*** Block opens ***

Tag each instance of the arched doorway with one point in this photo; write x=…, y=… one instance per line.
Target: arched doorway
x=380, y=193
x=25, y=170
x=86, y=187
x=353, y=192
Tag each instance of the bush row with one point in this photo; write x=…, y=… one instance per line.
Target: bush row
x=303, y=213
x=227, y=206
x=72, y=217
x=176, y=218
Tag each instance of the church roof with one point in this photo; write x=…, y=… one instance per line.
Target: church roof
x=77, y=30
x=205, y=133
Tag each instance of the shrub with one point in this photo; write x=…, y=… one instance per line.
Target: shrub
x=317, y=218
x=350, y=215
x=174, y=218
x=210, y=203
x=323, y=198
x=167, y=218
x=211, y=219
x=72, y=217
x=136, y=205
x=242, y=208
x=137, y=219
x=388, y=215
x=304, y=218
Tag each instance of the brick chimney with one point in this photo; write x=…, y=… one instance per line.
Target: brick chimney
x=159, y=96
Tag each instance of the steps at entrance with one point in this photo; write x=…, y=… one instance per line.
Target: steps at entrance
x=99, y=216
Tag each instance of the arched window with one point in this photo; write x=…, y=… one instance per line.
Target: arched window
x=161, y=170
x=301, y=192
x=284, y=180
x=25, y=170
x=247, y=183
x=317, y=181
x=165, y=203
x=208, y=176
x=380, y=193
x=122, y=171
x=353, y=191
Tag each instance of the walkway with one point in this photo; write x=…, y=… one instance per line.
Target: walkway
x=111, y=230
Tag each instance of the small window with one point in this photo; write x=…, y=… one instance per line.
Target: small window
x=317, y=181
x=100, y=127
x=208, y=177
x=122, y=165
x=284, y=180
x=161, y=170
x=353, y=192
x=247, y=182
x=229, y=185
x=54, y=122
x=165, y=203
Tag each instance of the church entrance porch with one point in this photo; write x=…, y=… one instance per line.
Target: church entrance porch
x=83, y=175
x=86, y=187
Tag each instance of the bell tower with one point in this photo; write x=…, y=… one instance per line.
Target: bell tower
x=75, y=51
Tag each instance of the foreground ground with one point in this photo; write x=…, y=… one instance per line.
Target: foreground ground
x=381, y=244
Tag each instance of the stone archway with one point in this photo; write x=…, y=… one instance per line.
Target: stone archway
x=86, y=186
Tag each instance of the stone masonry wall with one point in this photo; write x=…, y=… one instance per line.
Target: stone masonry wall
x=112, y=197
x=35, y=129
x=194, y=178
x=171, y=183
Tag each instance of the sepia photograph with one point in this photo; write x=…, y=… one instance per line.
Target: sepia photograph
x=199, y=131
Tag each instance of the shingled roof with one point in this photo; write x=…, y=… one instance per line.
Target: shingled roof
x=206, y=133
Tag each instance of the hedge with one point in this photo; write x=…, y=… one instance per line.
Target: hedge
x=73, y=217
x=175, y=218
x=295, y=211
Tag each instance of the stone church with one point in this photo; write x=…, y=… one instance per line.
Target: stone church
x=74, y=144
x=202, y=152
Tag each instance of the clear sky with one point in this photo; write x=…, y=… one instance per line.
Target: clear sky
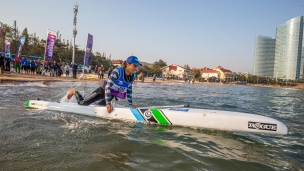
x=200, y=33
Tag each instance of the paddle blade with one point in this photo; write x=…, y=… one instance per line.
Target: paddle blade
x=71, y=93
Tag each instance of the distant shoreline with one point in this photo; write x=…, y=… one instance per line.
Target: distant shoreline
x=12, y=76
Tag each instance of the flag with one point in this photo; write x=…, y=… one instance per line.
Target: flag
x=88, y=50
x=20, y=45
x=0, y=32
x=50, y=44
x=8, y=47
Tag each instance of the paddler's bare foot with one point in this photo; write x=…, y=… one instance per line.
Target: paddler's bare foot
x=71, y=93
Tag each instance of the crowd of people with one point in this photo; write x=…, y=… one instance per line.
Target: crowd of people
x=26, y=65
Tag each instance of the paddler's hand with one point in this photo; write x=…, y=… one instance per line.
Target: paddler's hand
x=109, y=108
x=133, y=106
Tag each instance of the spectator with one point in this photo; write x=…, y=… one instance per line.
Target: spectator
x=74, y=67
x=28, y=66
x=110, y=71
x=17, y=63
x=154, y=77
x=7, y=63
x=52, y=68
x=33, y=66
x=96, y=69
x=67, y=70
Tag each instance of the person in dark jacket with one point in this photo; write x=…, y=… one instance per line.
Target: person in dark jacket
x=74, y=68
x=1, y=62
x=7, y=63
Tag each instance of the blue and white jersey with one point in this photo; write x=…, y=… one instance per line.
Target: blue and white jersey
x=120, y=86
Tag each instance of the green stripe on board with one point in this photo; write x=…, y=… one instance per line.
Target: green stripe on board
x=159, y=117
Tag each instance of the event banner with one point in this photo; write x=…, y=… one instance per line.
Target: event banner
x=50, y=44
x=8, y=47
x=20, y=45
x=88, y=50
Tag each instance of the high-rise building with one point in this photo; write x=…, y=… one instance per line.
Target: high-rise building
x=285, y=59
x=289, y=60
x=263, y=61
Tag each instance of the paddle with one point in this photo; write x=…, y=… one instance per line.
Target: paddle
x=174, y=106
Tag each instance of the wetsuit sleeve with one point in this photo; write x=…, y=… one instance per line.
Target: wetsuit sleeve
x=113, y=77
x=129, y=95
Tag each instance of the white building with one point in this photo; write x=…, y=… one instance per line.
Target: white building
x=176, y=71
x=208, y=73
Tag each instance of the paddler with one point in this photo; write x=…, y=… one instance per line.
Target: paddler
x=119, y=85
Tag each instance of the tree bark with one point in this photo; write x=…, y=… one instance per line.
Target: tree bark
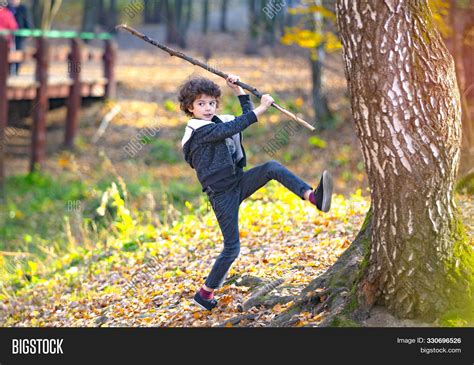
x=205, y=17
x=406, y=109
x=223, y=22
x=254, y=28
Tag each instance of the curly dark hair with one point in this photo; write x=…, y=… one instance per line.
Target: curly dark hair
x=194, y=87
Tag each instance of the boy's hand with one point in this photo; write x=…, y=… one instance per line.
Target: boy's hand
x=266, y=101
x=231, y=79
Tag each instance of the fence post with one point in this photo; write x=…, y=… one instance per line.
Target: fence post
x=110, y=54
x=40, y=106
x=74, y=98
x=4, y=67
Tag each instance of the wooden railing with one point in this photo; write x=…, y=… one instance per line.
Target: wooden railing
x=40, y=90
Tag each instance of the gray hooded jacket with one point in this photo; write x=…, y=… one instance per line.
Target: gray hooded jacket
x=208, y=146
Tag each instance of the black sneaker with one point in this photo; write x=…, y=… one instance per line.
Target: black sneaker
x=203, y=303
x=323, y=193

*** Block closes ***

* Task: Every line of the records above should be copied exactly, while the pictures are left behind.

* Exercise result:
Tag each instance of the arched doorway with one point in this photo; write x=…, y=… one instance per line.
Target: arched doorway
x=380, y=193
x=25, y=170
x=86, y=187
x=353, y=192
Tag each instance of the bush row with one point in this photo; write x=…, y=… one instance per line.
Target: bush row
x=303, y=213
x=227, y=206
x=72, y=217
x=176, y=218
Tag each instance of the church roof with one point in this photo; write x=…, y=… one instance per line.
Target: church roof
x=77, y=30
x=205, y=133
Tag each instance of the shrub with one point in this photo; write x=…, y=… one instance per line.
Target: shrub
x=317, y=218
x=350, y=215
x=174, y=218
x=210, y=203
x=323, y=198
x=167, y=218
x=211, y=219
x=72, y=217
x=136, y=205
x=242, y=208
x=137, y=219
x=388, y=215
x=304, y=218
Tag each instance of the brick chimney with one point in this photo; write x=…, y=… one instance per line.
Target: brick chimney
x=159, y=96
Tag each instance of the steps at entrance with one point in this photo; write x=…, y=… one instance per line.
Target: steps at entrance
x=99, y=216
Tag each instance of the arched window with one point in this photo; write x=…, y=… one instance per line.
Target: arched window
x=161, y=170
x=301, y=192
x=284, y=180
x=25, y=170
x=247, y=183
x=317, y=181
x=165, y=203
x=208, y=176
x=380, y=193
x=122, y=171
x=353, y=191
Tag each instance of the walkway with one point in this photo; write x=…, y=… one instance per line.
Target: walkway
x=111, y=230
Tag each instance of the small window with one point in this photo; write x=…, y=… one instance per line.
Target: small window
x=317, y=181
x=100, y=127
x=208, y=177
x=122, y=165
x=284, y=180
x=161, y=170
x=353, y=192
x=247, y=182
x=229, y=185
x=54, y=122
x=165, y=203
Tag each instance of the church entrance porch with one point in this photo; write x=…, y=… one instance per line.
Target: church entrance porch
x=83, y=175
x=86, y=187
Tag each instance of the bell tower with one point in this photo; write x=…, y=… one instance per line.
Target: bell tower
x=75, y=51
Tag each instance of the foreground ground with one point in this photo; write x=…, y=… one instance per line.
Target: foreground ground
x=381, y=244
Tag each instance of the stone archway with one point in this photo; write x=…, y=… one instance per line.
Target: stone archway
x=86, y=186
Tag each instance of the stone masonry wall with one point in this photo; write x=…, y=… one instance per line.
Target: stone masonry wall
x=112, y=197
x=35, y=129
x=194, y=178
x=171, y=183
Tag each instance of the sepia photograph with one point in this photo; write x=…, y=… one instance per line.
Target: sepia photograph
x=199, y=131
Tag each instance of the shingled roof with one point in this photo; write x=…, y=… one instance per line.
Target: shingled roof
x=206, y=133
Tag each instance of the hedge with one point in this photo; write x=…, y=… one instance per line.
Target: hedge
x=73, y=217
x=175, y=218
x=295, y=211
Tag each instance of the stone church with one point in this photo; write x=…, y=… one instance per line.
Target: stone church
x=74, y=144
x=202, y=152
Tag each instance of the clear sky with one point in this photo; write x=…, y=… one instance per line.
Target: clear sky
x=200, y=33
Tag each instance of the paddle blade with one point in this photo; write x=…, y=… one instance per line.
Target: paddle blade
x=71, y=93
Tag each instance of the distant shoreline with one point in this photo; write x=…, y=… one instance per line.
Target: distant shoreline
x=12, y=76
Tag each instance of the flag with one point in this photo; write x=…, y=… one instance per line.
Target: flag
x=88, y=50
x=20, y=45
x=0, y=32
x=50, y=44
x=8, y=47
Tag each instance of the paddler's bare foot with one point in this photo; write x=…, y=… one instance per line.
Target: paddler's bare foot
x=71, y=93
Tag each instance of the crowd of people with one point in this photo; write x=…, y=… one instance per line.
Target: crowd of people
x=26, y=65
Tag each instance of the paddler's hand with one point in this photo; write x=…, y=… one instance per line.
Target: paddler's hand
x=109, y=108
x=133, y=106
Tag each instance of the spectator with one point in this photo; write x=…, y=… one instance per line.
Target: spectator
x=74, y=67
x=28, y=66
x=110, y=71
x=17, y=63
x=154, y=77
x=7, y=63
x=52, y=68
x=33, y=66
x=96, y=69
x=67, y=70
Tag each instance of the person in dark jacket with one point in this photo; write x=…, y=… one instance per line.
Target: person in dark jacket
x=74, y=68
x=1, y=62
x=7, y=63
Tag each instance of the blue and white jersey with one point in this photo; write x=…, y=… one instance per line.
Target: blue and white jersey
x=120, y=86
Tag each instance of the green stripe on board with one point in this photo; write x=…, y=… one instance per line.
Target: green stripe on board
x=159, y=117
Tag each instance of the event banner with one point in this photo; write x=…, y=… one instance per line.
Target: event banner
x=50, y=44
x=8, y=47
x=20, y=45
x=88, y=50
Tag each instance of the high-rise building with one point in this photo; write x=…, y=… one instance per line.
Target: high-rise building
x=285, y=59
x=289, y=60
x=263, y=61
Tag each instance of the paddle with one point in this photo; write x=…, y=… one instance per line.
Target: paddle
x=174, y=106
Tag each instance of the wetsuit sleeve with one point in this photo; write x=…, y=… one instance per line.
Target: wetsuit sleeve
x=113, y=77
x=129, y=95
Tag each instance of the white building with one point in this photo; write x=…, y=… one instance per line.
Target: white building
x=176, y=71
x=208, y=73
Tag each instance of the paddler with one point in this photo; write x=…, y=… one instance per line.
Target: paddler
x=119, y=85
Tag each instance of the tree bark with one point in this photo; write x=…, y=… one instance per line.
Target: tree bark
x=205, y=17
x=406, y=109
x=223, y=22
x=254, y=28
Tag each instance of the curly dark hair with one point in this photo; write x=…, y=… one instance per line.
Target: curly dark hair
x=194, y=87
Tag each instance of the boy's hand with one point in this photo; write x=…, y=… one instance per line.
Target: boy's hand
x=266, y=101
x=231, y=79
Tag each instance of the fence post with one point in this photo; write x=…, y=… one instance per line.
Target: fence post
x=110, y=54
x=40, y=106
x=74, y=98
x=4, y=67
Tag each instance of the wooden railing with one point in this photo; write x=…, y=… one instance per line.
Target: wooden railing
x=40, y=90
Tag each instance of the gray hooded jacket with one point in this photo; write x=…, y=… one instance per line.
Target: gray hooded jacket
x=208, y=146
Tag each instance of the black sneaker with one point in this photo; write x=…, y=… one instance per line.
Target: black sneaker
x=203, y=303
x=323, y=193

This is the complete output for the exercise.